§ WHAT IS EXPECTED: Up to and including the line containing "Target: white cloud", retype each line of the listing below exactly, beginning with the first.

§ RECORDS FOR THE TASK:

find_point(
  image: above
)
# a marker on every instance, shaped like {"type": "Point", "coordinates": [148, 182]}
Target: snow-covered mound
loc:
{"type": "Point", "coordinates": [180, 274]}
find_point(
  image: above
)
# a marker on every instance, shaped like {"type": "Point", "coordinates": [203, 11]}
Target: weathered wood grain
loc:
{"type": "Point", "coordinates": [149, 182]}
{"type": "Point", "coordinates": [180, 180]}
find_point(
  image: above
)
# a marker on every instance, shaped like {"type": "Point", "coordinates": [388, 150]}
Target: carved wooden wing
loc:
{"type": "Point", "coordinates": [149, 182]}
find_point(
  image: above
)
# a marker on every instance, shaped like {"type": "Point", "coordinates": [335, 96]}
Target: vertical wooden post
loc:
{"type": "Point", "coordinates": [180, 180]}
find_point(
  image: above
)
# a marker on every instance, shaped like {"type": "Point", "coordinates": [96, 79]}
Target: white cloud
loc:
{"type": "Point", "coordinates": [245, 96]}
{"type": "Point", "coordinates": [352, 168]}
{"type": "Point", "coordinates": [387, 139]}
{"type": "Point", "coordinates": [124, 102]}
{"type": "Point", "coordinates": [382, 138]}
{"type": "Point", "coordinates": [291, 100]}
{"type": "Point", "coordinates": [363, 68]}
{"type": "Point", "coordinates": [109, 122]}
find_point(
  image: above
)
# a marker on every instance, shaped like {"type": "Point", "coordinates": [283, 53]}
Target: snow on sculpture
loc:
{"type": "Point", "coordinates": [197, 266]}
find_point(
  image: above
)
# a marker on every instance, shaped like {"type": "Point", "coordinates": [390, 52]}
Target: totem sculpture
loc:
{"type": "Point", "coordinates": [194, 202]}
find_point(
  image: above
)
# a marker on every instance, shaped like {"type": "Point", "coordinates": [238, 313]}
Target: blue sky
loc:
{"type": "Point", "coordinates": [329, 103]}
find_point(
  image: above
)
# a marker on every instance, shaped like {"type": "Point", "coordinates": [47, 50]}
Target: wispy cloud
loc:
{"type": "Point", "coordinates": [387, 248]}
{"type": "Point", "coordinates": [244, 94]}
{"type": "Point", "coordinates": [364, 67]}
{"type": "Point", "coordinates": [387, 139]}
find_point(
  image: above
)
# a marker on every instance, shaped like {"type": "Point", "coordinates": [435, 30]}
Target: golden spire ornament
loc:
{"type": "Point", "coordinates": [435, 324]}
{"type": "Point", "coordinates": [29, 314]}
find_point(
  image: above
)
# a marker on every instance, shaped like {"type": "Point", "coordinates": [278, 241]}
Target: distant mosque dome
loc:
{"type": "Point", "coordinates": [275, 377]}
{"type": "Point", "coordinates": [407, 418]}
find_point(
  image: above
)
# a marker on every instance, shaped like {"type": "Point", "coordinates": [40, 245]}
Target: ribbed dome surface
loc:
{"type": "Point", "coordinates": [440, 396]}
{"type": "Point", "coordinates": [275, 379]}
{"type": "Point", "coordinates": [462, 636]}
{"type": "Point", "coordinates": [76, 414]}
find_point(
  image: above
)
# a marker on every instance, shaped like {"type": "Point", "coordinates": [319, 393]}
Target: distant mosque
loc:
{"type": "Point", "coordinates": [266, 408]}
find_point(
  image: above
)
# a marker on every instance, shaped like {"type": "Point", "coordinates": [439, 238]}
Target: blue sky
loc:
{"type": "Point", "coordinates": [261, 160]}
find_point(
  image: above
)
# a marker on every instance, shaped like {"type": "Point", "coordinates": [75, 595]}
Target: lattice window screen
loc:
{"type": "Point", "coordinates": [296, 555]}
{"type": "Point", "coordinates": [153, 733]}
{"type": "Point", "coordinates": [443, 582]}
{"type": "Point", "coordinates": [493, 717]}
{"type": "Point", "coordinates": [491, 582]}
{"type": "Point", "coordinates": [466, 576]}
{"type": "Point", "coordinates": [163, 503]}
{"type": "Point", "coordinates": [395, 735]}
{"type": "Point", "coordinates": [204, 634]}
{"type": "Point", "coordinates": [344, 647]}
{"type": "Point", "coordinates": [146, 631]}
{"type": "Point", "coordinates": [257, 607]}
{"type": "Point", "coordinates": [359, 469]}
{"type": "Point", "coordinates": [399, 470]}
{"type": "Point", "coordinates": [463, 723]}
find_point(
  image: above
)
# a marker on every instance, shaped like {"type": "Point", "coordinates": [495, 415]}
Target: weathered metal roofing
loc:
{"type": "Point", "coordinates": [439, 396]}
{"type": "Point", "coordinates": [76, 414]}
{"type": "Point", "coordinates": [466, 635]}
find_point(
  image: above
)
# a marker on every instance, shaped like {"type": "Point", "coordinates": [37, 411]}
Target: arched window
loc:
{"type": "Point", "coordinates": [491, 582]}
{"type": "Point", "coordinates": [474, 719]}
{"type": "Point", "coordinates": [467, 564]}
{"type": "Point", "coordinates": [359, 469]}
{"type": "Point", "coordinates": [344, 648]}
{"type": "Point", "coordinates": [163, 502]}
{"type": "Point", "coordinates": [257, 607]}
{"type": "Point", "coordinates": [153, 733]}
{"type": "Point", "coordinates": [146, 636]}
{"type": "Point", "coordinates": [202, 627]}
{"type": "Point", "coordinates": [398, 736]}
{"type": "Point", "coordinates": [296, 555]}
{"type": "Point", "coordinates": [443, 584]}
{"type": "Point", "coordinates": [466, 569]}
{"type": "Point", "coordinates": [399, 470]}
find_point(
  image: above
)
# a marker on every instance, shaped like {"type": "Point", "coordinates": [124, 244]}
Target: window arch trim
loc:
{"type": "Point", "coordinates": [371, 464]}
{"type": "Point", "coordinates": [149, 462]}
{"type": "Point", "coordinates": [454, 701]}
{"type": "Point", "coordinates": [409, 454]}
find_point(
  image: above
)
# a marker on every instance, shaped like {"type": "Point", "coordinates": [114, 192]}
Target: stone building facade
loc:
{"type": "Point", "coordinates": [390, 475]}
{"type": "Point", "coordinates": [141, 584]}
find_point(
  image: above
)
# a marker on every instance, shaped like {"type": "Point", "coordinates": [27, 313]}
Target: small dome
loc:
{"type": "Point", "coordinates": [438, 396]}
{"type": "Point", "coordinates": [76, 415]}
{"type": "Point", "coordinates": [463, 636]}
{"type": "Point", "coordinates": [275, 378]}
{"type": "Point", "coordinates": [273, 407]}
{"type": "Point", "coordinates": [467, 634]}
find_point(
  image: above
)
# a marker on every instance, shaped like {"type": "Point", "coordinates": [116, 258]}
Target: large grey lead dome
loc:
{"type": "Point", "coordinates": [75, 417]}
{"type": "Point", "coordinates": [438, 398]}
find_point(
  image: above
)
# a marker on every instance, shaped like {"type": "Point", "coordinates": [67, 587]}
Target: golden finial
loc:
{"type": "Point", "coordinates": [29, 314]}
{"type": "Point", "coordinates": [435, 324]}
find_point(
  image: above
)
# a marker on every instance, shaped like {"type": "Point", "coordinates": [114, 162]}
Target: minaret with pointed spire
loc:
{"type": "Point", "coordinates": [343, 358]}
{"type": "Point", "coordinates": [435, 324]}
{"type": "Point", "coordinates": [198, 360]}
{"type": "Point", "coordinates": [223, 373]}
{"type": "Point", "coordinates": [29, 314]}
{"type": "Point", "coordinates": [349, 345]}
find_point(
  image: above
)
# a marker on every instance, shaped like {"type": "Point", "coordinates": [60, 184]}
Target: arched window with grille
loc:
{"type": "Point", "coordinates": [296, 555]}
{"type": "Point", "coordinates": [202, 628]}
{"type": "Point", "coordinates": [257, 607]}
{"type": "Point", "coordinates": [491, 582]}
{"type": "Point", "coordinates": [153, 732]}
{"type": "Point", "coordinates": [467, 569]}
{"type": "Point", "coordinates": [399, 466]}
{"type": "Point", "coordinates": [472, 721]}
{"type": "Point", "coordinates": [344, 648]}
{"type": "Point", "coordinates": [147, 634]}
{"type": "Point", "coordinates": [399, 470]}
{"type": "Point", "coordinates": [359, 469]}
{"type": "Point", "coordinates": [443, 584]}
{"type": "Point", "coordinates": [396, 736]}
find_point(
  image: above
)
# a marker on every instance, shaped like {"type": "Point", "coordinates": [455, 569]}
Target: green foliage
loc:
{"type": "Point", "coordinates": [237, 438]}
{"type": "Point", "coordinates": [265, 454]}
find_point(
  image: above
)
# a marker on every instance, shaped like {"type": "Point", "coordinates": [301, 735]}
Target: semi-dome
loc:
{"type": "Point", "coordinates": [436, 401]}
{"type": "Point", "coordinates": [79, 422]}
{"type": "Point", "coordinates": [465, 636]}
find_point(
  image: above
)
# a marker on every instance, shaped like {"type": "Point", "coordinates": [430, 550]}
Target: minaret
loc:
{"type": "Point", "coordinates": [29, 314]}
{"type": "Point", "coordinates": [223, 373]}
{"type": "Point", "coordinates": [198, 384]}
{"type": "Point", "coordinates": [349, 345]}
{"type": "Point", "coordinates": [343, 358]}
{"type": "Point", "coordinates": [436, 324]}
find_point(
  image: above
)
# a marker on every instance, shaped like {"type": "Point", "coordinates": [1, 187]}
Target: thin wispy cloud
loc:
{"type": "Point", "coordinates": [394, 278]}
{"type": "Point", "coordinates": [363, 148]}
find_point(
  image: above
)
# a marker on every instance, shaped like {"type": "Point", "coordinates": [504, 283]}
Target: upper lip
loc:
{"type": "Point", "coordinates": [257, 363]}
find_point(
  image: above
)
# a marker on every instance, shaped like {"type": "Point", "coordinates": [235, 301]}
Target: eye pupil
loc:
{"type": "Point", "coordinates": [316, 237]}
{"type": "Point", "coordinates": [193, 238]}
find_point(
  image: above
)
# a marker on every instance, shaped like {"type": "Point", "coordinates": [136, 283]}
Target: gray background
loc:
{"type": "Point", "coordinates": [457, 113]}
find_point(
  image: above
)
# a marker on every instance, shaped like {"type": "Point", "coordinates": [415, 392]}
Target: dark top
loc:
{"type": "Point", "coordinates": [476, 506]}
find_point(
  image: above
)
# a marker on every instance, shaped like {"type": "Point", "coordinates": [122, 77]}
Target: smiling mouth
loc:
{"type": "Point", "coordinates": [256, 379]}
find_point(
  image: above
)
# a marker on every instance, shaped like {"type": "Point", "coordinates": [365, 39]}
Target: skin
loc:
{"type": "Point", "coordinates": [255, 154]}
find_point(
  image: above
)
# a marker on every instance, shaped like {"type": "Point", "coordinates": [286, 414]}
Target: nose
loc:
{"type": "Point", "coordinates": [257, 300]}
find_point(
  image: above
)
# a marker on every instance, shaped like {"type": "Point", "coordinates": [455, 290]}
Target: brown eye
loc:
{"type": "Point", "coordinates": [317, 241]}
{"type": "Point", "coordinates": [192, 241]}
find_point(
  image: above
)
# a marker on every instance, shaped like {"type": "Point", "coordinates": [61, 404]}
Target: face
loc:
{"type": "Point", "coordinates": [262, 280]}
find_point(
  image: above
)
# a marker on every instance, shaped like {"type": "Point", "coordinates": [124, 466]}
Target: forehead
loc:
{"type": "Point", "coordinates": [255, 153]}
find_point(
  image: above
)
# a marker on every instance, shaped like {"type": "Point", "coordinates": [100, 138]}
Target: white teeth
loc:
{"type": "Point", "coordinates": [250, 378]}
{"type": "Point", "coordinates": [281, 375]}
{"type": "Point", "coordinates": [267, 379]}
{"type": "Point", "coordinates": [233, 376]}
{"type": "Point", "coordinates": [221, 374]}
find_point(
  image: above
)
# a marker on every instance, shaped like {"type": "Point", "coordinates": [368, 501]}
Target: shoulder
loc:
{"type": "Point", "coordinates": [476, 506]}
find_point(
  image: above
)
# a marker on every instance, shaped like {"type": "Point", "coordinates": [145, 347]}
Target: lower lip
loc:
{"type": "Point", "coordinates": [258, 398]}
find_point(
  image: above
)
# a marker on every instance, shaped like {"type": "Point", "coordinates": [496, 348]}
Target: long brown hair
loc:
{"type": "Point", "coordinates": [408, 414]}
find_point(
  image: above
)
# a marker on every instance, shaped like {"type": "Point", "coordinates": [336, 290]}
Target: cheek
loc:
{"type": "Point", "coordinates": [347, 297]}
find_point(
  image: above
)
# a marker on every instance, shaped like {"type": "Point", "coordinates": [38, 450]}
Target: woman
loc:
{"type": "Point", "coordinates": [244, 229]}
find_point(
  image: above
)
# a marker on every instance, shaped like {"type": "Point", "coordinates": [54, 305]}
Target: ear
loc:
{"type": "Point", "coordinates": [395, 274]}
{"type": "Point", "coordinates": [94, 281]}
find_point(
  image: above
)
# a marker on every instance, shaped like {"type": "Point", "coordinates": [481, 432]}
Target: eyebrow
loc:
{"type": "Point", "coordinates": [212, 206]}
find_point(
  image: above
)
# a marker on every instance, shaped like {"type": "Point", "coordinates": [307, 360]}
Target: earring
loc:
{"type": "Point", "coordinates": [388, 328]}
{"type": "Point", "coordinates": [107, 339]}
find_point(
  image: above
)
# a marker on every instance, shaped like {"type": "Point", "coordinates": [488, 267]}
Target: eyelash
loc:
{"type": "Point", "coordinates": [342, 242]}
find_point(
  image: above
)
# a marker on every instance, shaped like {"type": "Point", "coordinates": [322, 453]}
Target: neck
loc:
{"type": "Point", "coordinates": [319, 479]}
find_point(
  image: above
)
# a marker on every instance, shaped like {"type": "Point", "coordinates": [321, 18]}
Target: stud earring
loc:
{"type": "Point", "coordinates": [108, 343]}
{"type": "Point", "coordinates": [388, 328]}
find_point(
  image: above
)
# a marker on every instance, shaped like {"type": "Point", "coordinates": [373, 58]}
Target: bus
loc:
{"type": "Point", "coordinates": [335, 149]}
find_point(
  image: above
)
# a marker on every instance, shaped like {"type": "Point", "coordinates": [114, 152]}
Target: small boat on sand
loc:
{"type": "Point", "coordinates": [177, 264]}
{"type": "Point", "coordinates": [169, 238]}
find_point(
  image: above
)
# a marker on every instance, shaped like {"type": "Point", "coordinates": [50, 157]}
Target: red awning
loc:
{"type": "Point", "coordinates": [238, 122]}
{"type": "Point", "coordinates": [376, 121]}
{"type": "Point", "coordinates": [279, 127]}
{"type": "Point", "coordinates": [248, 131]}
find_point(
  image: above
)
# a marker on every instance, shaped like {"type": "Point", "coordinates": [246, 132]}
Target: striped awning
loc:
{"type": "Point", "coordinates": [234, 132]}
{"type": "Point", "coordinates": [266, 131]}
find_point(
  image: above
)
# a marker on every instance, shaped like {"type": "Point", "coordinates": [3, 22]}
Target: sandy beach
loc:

§ EXERCISE RESULT:
find_point(
  image: above
)
# a marker on every instance, shaped like {"type": "Point", "coordinates": [148, 182]}
Target: snow-covered mound
loc:
{"type": "Point", "coordinates": [180, 274]}
find_point(
  image: above
)
# a marker on every instance, shaped like {"type": "Point", "coordinates": [203, 11]}
Target: weathered wood grain
loc:
{"type": "Point", "coordinates": [149, 182]}
{"type": "Point", "coordinates": [180, 180]}
find_point(
  image: above
)
# a marker on every instance, shaped like {"type": "Point", "coordinates": [388, 150]}
Target: carved wooden wing
loc:
{"type": "Point", "coordinates": [149, 182]}
find_point(
  image: above
)
# a marker on every instance, shaped like {"type": "Point", "coordinates": [335, 96]}
Target: vertical wooden post
loc:
{"type": "Point", "coordinates": [180, 180]}
find_point(
  image: above
)
# a marker on every instance, shaped like {"type": "Point", "coordinates": [96, 79]}
Target: white cloud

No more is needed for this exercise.